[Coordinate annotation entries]
+++

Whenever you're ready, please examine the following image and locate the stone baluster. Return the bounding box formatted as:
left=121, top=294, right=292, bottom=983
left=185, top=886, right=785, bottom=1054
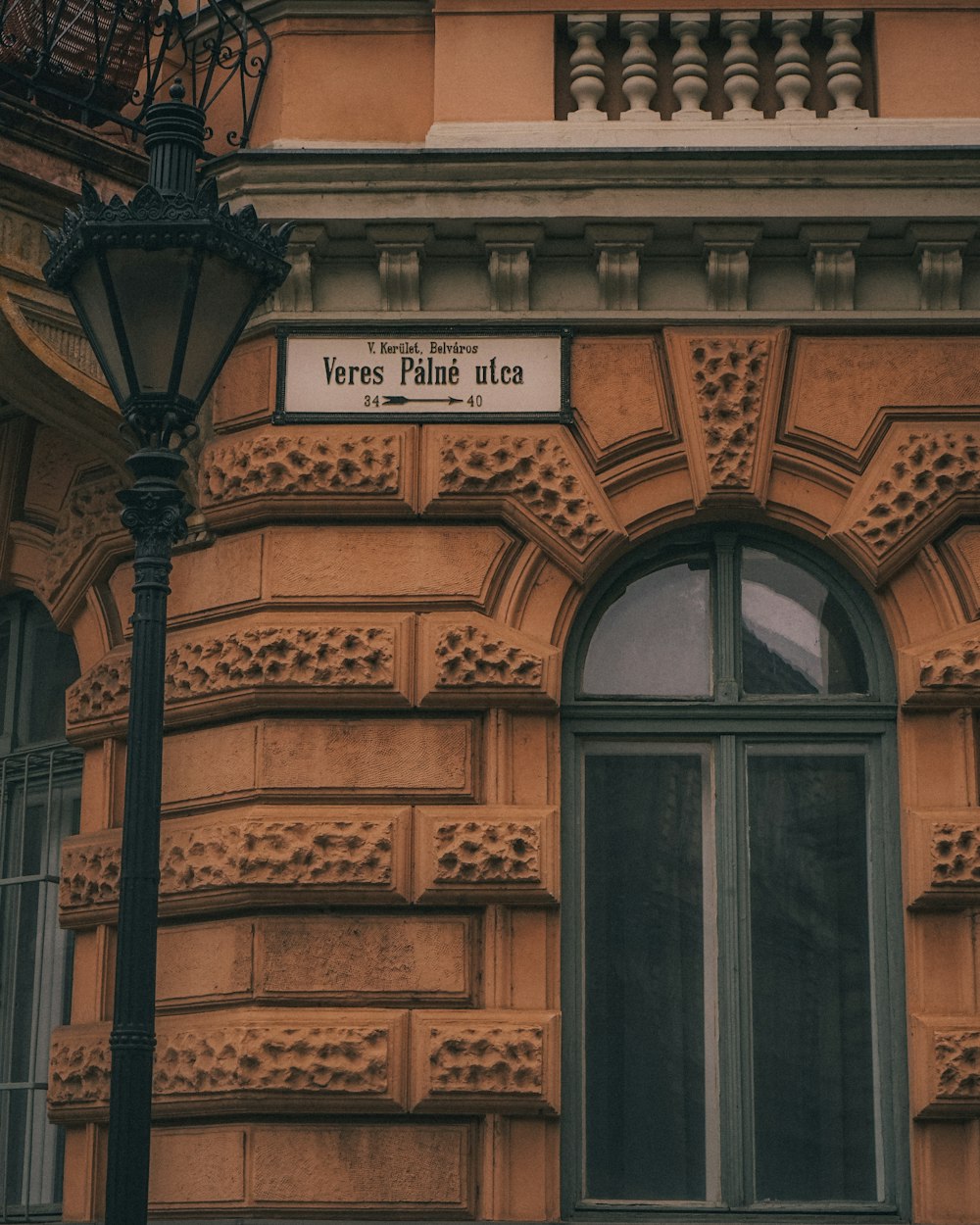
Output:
left=620, top=13, right=661, bottom=122
left=368, top=225, right=431, bottom=312
left=823, top=10, right=868, bottom=119
left=476, top=225, right=544, bottom=312
left=586, top=225, right=652, bottom=310
left=906, top=221, right=976, bottom=310
left=568, top=13, right=608, bottom=123
left=800, top=224, right=868, bottom=310
left=773, top=13, right=817, bottom=121
left=670, top=13, right=711, bottom=122
left=695, top=225, right=762, bottom=310
left=721, top=13, right=762, bottom=119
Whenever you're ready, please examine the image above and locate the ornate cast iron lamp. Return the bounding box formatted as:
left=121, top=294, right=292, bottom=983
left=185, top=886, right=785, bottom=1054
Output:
left=44, top=84, right=289, bottom=1225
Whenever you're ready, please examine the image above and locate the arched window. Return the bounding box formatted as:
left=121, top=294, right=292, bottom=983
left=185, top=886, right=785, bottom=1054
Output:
left=0, top=596, right=81, bottom=1220
left=563, top=525, right=907, bottom=1221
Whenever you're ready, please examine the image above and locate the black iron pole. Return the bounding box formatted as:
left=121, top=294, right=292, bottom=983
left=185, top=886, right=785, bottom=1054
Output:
left=106, top=93, right=205, bottom=1225
left=106, top=449, right=186, bottom=1225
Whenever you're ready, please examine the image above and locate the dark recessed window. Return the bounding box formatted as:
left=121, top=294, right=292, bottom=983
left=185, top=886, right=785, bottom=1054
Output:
left=564, top=527, right=906, bottom=1221
left=0, top=596, right=82, bottom=1220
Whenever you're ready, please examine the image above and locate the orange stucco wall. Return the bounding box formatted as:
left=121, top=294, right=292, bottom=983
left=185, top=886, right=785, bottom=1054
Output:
left=435, top=14, right=555, bottom=122
left=253, top=20, right=434, bottom=146
left=875, top=5, right=980, bottom=119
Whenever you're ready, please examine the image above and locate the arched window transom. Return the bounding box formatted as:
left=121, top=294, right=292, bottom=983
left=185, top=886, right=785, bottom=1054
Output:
left=564, top=527, right=906, bottom=1221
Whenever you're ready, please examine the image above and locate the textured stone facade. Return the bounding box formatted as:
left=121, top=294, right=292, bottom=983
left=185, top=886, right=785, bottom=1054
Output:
left=435, top=821, right=542, bottom=885
left=931, top=823, right=980, bottom=890
left=436, top=625, right=543, bottom=689
left=852, top=430, right=980, bottom=558
left=439, top=434, right=611, bottom=555
left=60, top=817, right=395, bottom=921
left=429, top=1025, right=544, bottom=1097
left=690, top=338, right=770, bottom=489
left=201, top=431, right=401, bottom=505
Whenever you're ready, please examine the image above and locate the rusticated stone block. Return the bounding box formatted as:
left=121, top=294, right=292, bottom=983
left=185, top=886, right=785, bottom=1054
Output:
left=852, top=430, right=980, bottom=558
left=48, top=1009, right=405, bottom=1120
left=68, top=623, right=405, bottom=739
left=690, top=338, right=770, bottom=489
left=932, top=822, right=980, bottom=890
left=249, top=1120, right=476, bottom=1220
left=429, top=432, right=620, bottom=571
left=200, top=427, right=406, bottom=517
left=59, top=808, right=410, bottom=927
left=38, top=476, right=127, bottom=603
left=48, top=1022, right=112, bottom=1110
left=919, top=638, right=980, bottom=697
left=416, top=808, right=558, bottom=902
left=412, top=1012, right=558, bottom=1113
left=834, top=425, right=980, bottom=583
left=903, top=808, right=980, bottom=910
left=666, top=328, right=788, bottom=501
left=911, top=1017, right=980, bottom=1118
left=416, top=613, right=560, bottom=710
left=439, top=434, right=609, bottom=553
left=436, top=625, right=544, bottom=689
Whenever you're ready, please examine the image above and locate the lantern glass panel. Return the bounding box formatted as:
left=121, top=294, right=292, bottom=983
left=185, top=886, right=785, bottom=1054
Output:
left=106, top=248, right=197, bottom=396
left=72, top=256, right=128, bottom=403
left=180, top=255, right=261, bottom=403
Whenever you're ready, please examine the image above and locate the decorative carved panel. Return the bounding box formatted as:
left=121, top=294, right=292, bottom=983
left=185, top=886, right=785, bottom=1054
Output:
left=912, top=1017, right=980, bottom=1118
left=665, top=328, right=789, bottom=503
left=932, top=822, right=980, bottom=890
left=48, top=1009, right=405, bottom=1120
left=68, top=621, right=408, bottom=739
left=59, top=808, right=408, bottom=927
left=412, top=1012, right=559, bottom=1115
left=200, top=426, right=408, bottom=520
left=834, top=426, right=980, bottom=579
left=417, top=612, right=560, bottom=710
left=903, top=808, right=980, bottom=910
left=427, top=431, right=620, bottom=573
left=416, top=808, right=558, bottom=903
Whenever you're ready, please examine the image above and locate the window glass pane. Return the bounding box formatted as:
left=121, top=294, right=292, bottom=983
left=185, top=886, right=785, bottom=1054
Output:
left=748, top=751, right=878, bottom=1203
left=584, top=749, right=716, bottom=1200
left=741, top=549, right=867, bottom=695
left=18, top=611, right=78, bottom=745
left=0, top=616, right=11, bottom=736
left=582, top=560, right=711, bottom=697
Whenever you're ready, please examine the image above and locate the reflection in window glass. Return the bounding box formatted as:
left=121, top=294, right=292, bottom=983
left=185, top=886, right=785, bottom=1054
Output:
left=582, top=560, right=711, bottom=697
left=741, top=549, right=867, bottom=695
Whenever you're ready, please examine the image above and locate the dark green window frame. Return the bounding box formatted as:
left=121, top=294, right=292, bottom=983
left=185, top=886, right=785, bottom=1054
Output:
left=563, top=524, right=910, bottom=1225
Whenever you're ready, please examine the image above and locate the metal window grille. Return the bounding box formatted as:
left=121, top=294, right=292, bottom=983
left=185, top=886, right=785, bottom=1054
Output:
left=0, top=596, right=82, bottom=1221
left=0, top=746, right=82, bottom=1221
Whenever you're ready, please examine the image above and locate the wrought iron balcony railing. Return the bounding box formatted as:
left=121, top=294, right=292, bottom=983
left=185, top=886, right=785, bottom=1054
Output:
left=0, top=0, right=272, bottom=146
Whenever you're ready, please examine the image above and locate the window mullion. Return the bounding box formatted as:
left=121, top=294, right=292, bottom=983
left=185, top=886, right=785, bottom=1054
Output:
left=714, top=532, right=739, bottom=702
left=714, top=735, right=746, bottom=1208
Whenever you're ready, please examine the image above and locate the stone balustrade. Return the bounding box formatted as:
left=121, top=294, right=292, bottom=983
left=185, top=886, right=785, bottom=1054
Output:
left=558, top=9, right=870, bottom=123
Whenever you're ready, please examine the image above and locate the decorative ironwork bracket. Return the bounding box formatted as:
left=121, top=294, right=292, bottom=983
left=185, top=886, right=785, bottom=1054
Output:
left=0, top=0, right=272, bottom=147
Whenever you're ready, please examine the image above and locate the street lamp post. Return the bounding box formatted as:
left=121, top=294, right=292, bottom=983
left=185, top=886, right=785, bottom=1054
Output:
left=44, top=84, right=289, bottom=1225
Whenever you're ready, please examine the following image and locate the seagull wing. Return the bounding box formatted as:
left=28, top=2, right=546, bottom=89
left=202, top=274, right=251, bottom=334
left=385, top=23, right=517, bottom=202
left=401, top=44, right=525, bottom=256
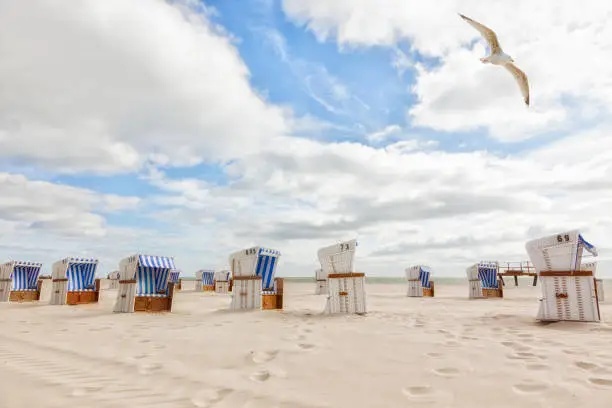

+++

● THE TASK: Please copy all of the lines above word for word, leaving out the pictures.

● SOLUTION FOR THIS TASK:
Whenever you're ready, please examine the following image and locate the stone baluster. Return the bounding box formatted as:
left=121, top=294, right=292, bottom=983
left=185, top=886, right=785, bottom=1054
Output:
left=620, top=13, right=661, bottom=122
left=368, top=225, right=431, bottom=312
left=823, top=10, right=868, bottom=119
left=476, top=225, right=544, bottom=312
left=586, top=225, right=652, bottom=310
left=906, top=221, right=976, bottom=310
left=568, top=13, right=608, bottom=123
left=800, top=224, right=868, bottom=310
left=773, top=13, right=817, bottom=121
left=670, top=13, right=711, bottom=122
left=695, top=225, right=762, bottom=310
left=721, top=13, right=762, bottom=119
Whenever you're ready, please examine the image above and locate the ornate cast iron lamp. Return the bounding box formatted as:
left=121, top=294, right=292, bottom=983
left=185, top=886, right=785, bottom=1054
Output:
left=44, top=84, right=289, bottom=1225
Whenever you're ready, please examine the image above and locate the arched window. Return the bounding box formatted as:
left=121, top=294, right=292, bottom=983
left=185, top=886, right=785, bottom=1054
Output:
left=0, top=596, right=81, bottom=1220
left=563, top=525, right=907, bottom=1221
Whenever you're ready, please examine the image above and locate the black iron pole. Return the bounding box formatted as:
left=121, top=294, right=292, bottom=983
left=185, top=886, right=785, bottom=1054
Output:
left=106, top=93, right=205, bottom=1225
left=106, top=449, right=186, bottom=1225
Whenever you're ready, please examine the image above and locate the dark recessed window. Return the bounding box formatted as:
left=121, top=294, right=292, bottom=983
left=185, top=886, right=785, bottom=1054
Output:
left=564, top=527, right=906, bottom=1221
left=0, top=596, right=82, bottom=1220
Whenever you're ready, please examine the image above and locate the orange stucco wall. Return the bounding box formatted as:
left=121, top=294, right=292, bottom=983
left=185, top=886, right=785, bottom=1054
Output:
left=435, top=14, right=555, bottom=122
left=253, top=20, right=434, bottom=146
left=875, top=5, right=980, bottom=119
Whenever you're ready, please examine the image above and locate the arched window transom. Return the bounding box formatted as:
left=121, top=294, right=292, bottom=983
left=185, top=886, right=785, bottom=1054
Output:
left=564, top=527, right=906, bottom=1221
Whenever you're ready, please examine the image above and locate the textured stone facade. Return the bounding box formatted as:
left=121, top=294, right=292, bottom=983
left=185, top=886, right=785, bottom=1054
Output:
left=435, top=821, right=542, bottom=885
left=931, top=823, right=980, bottom=890
left=436, top=625, right=543, bottom=689
left=852, top=430, right=980, bottom=558
left=439, top=434, right=611, bottom=555
left=60, top=817, right=395, bottom=921
left=429, top=1025, right=544, bottom=1097
left=690, top=338, right=770, bottom=489
left=201, top=431, right=401, bottom=505
Whenever you're ready, please examine the image above and locate the rusticated stone block. Return the bounding box formatted as:
left=121, top=294, right=292, bottom=983
left=185, top=886, right=785, bottom=1054
Output:
left=852, top=430, right=980, bottom=558
left=48, top=1009, right=405, bottom=1120
left=68, top=623, right=405, bottom=739
left=690, top=338, right=770, bottom=489
left=932, top=822, right=980, bottom=890
left=249, top=1120, right=476, bottom=1220
left=429, top=432, right=620, bottom=571
left=200, top=427, right=406, bottom=517
left=59, top=808, right=410, bottom=927
left=38, top=476, right=127, bottom=603
left=48, top=1022, right=112, bottom=1110
left=919, top=638, right=980, bottom=697
left=416, top=808, right=558, bottom=902
left=412, top=1012, right=558, bottom=1113
left=834, top=425, right=980, bottom=583
left=903, top=808, right=980, bottom=910
left=666, top=328, right=788, bottom=501
left=911, top=1017, right=980, bottom=1118
left=416, top=613, right=560, bottom=710
left=439, top=434, right=609, bottom=553
left=436, top=625, right=544, bottom=689
Whenever you're ready, please examine the image above and locate the lantern glass panel. Return the bounding box formatted as:
left=121, top=294, right=292, bottom=983
left=185, top=886, right=785, bottom=1054
Output:
left=106, top=248, right=197, bottom=396
left=72, top=256, right=128, bottom=403
left=180, top=255, right=261, bottom=403
Whenever you're ready, please examine the image above and locate the decorative carved panel. Return the bounding box formatted as:
left=121, top=294, right=292, bottom=983
left=185, top=886, right=785, bottom=1054
Output:
left=912, top=1017, right=980, bottom=1118
left=665, top=328, right=789, bottom=503
left=932, top=822, right=980, bottom=890
left=48, top=1009, right=405, bottom=1120
left=68, top=621, right=408, bottom=739
left=59, top=808, right=408, bottom=927
left=412, top=1012, right=559, bottom=1115
left=200, top=426, right=408, bottom=520
left=834, top=426, right=980, bottom=579
left=417, top=612, right=560, bottom=710
left=903, top=808, right=980, bottom=910
left=427, top=431, right=620, bottom=573
left=416, top=808, right=558, bottom=903
Whenever you're ready, please examine the image above and locate the window glass pane. Return the bounding box formatted as:
left=121, top=294, right=292, bottom=983
left=185, top=886, right=785, bottom=1054
Output:
left=748, top=751, right=878, bottom=1203
left=584, top=749, right=716, bottom=1200
left=741, top=549, right=867, bottom=695
left=18, top=611, right=78, bottom=745
left=0, top=616, right=11, bottom=736
left=582, top=560, right=711, bottom=697
Whenever you're ready, please examine the image above and locate the reflection in window glass. Return the bounding box formatted as:
left=121, top=294, right=292, bottom=983
left=185, top=886, right=785, bottom=1054
Output:
left=582, top=560, right=711, bottom=697
left=741, top=549, right=867, bottom=695
Whenever you're ready, please examine the image above and locate the dark green window frame. Return the bounding box formatted as:
left=121, top=294, right=292, bottom=983
left=185, top=886, right=785, bottom=1054
Output:
left=563, top=524, right=910, bottom=1225
Whenever you're ready, please examine the image above and locate the metal window grille. Return the bounding box formatted as:
left=121, top=294, right=292, bottom=983
left=185, top=886, right=785, bottom=1054
Output:
left=0, top=596, right=82, bottom=1221
left=0, top=746, right=82, bottom=1221
Whenever you're ready, please examine the image above and locate the wrought iron balcony railing. Return the bounding box formatted as:
left=121, top=294, right=292, bottom=983
left=185, top=886, right=785, bottom=1054
Output:
left=0, top=0, right=272, bottom=146
Whenever you're ready, please examine the image above and locate the window mullion. Return the bounding box formatted as:
left=121, top=294, right=292, bottom=983
left=185, top=886, right=785, bottom=1054
Output:
left=714, top=532, right=739, bottom=702
left=714, top=735, right=746, bottom=1208
Whenever you're ready, please examine the image above and locate the stone balustrade. Return the bounding box formatted as:
left=121, top=294, right=292, bottom=983
left=185, top=886, right=785, bottom=1054
Output:
left=558, top=9, right=870, bottom=123
Whenever you're ready, please examine the image above and locate the decorative ironwork bracket. Return the bounding box formatted as:
left=121, top=294, right=292, bottom=983
left=185, top=886, right=785, bottom=1054
Output:
left=0, top=0, right=272, bottom=147
Whenever you're ready, please examine the image above and locate the street lamp post. Return the bounding box formatted as:
left=121, top=294, right=292, bottom=983
left=185, top=886, right=785, bottom=1054
Output:
left=44, top=84, right=289, bottom=1225
Whenever you're ready, please examine the following image and locate the seagull wing. Return the bounding box formatted as:
left=28, top=2, right=546, bottom=89
left=202, top=274, right=251, bottom=334
left=385, top=23, right=517, bottom=202
left=401, top=44, right=525, bottom=256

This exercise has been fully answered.